Hey all you literature types, across the historical spectrum, I need your help.
In my 'intro to grad school and literary research' class in the fall, I want to do a couple of practical and analytical assignments focused on journal articles. Indeed, the central theme for the class is the journal article -- what it does, what it's for, who reads and writes one, how to model graduate level papers on one, what rhetorical moves it makes, etc.
I could choose a handful of articles from medieval and early modern studies that I know, but that might get kind of dull, especially if we revisit the same articles over the course of the semester. I'd rather have a small collection of articles from across English and American literary studies, even if it means new reading for me. At least that will keep things interesting and allow me to make different assignments with different articles, and allow students some variety in their choices.
So here's where I'm asking for your assistance, oh wise and learned readers. Help me put together a collection of journal articles that I can use again and again in my intro to literary research class. Here are the criteria:
- I prefer more recent articles (last 10-15 years, depending on how fast your field moves), but "classic" articles that everyone still cites and that are still part of the conventional wisdom are good, too.
- The literary text(s) addressed should be commonly anthologized, taught, and read works -- not just from a specialist point of view, but from a generalist one. That way, if the student hasn't read it, at least they'll recognize it and likely recognize that they should read it.
- For example, in late medieval, I'd likely go for an article on Sir Gawain and the Green Knight over Sir Orfeo, and definitely over Havelok the Dane, as much as I love them all (and might teach all in a medieval lit. class). Or in Shakespeare, I'd choose Hamlet over Titus Andronicus, even though, like Bardiac, I find the latter utterly fascinating.
- The articles should be, on some level, "must read" works. Either they've been greatly influential, or you think they exemplify the best in a lucid and persuasive argument, or you think they could show graduate students how new critical and scholarly interventions can still be made in long-held critical conversations.

▶ [Dataset records]
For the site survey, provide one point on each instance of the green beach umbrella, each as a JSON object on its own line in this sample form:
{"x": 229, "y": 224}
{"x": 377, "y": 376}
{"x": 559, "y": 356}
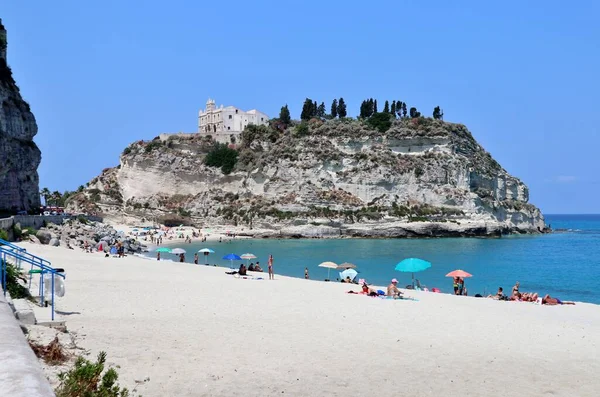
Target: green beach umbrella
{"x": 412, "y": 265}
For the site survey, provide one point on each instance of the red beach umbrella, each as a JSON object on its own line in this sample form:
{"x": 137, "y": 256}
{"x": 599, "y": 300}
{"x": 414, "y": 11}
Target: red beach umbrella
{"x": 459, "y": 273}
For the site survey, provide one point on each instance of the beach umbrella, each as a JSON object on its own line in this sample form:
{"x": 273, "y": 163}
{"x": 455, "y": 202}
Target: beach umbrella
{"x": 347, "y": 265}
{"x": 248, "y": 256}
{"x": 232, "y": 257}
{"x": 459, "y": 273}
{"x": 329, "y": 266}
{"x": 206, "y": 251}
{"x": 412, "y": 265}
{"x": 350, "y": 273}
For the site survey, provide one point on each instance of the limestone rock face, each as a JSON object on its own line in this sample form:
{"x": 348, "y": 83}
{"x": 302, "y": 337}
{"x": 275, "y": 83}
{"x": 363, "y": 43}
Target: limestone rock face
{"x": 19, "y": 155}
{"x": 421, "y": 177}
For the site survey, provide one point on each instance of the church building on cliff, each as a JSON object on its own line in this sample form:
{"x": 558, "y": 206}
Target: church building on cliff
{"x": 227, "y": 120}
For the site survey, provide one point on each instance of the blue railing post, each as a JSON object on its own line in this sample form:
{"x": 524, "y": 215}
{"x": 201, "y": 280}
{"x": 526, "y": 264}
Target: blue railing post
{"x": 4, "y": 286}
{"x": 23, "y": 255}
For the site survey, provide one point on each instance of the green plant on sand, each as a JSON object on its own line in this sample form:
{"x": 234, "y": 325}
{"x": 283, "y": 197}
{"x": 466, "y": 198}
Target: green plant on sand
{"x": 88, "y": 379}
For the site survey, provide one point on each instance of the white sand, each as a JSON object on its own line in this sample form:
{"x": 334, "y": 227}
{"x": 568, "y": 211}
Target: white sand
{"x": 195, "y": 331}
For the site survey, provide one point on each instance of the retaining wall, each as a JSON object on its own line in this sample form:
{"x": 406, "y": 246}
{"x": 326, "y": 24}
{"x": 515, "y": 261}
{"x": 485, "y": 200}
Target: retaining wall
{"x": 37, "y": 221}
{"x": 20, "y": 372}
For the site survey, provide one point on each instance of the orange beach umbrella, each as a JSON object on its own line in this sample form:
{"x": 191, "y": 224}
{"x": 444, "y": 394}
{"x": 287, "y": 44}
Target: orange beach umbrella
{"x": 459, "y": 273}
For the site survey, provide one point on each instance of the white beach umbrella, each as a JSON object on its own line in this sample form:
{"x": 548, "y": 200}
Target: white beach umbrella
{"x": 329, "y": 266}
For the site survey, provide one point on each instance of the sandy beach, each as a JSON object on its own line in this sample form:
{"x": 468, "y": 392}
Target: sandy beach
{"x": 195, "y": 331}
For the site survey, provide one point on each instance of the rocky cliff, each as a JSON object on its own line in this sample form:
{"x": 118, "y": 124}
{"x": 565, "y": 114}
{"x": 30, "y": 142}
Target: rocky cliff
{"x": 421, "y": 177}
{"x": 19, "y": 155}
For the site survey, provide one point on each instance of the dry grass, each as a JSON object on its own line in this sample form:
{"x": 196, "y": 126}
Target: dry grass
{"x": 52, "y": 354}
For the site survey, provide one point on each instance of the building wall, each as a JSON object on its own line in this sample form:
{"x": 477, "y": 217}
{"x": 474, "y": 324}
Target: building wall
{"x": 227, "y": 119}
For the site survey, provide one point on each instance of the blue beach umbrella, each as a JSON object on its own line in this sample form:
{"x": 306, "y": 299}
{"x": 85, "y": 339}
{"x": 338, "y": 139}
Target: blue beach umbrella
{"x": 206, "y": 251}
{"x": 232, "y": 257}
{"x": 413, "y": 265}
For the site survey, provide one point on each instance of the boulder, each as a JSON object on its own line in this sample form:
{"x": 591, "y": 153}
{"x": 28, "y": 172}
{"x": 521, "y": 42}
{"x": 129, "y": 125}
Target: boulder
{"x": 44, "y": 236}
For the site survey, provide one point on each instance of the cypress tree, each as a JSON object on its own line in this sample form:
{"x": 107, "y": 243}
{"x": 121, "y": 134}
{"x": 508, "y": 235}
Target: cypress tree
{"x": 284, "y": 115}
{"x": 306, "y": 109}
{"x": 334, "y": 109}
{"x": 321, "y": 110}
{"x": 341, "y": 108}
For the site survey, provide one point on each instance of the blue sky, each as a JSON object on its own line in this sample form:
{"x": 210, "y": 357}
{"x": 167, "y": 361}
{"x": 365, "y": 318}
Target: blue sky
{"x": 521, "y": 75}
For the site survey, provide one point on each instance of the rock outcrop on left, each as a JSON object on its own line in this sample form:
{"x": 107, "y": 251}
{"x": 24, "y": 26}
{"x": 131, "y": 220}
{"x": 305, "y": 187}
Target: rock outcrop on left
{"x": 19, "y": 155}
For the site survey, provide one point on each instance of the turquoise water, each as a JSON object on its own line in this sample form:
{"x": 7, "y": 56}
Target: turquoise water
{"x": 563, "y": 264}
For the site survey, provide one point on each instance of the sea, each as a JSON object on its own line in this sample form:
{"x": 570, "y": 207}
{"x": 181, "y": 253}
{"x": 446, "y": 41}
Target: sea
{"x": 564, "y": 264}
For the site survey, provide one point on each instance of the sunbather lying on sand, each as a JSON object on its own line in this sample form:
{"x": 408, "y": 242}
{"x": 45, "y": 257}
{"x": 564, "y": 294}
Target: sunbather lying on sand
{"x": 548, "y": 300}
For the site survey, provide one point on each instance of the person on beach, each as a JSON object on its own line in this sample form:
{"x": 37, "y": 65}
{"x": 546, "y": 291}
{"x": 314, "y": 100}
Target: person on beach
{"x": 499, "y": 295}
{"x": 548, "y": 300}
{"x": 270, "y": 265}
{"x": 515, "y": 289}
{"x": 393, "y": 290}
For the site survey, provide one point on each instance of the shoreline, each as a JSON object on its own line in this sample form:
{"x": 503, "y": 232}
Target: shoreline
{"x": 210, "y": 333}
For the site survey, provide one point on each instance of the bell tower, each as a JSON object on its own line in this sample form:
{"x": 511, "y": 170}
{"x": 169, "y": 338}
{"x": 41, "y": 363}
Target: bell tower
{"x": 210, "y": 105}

▶ [Work instructions]
How would you render this sentence from the post on choosing journal articles in Spanish: "Help me put together a collection of journal articles that I can use again and again in my intro to literary research class." The rows above are separate from the post on choosing journal articles.

▶ [Written solution]
Ayúdenme a reunir una colección de artículos de revistas académicas que pueda usar una y otra vez en mi clase de introducción a la investigación literaria.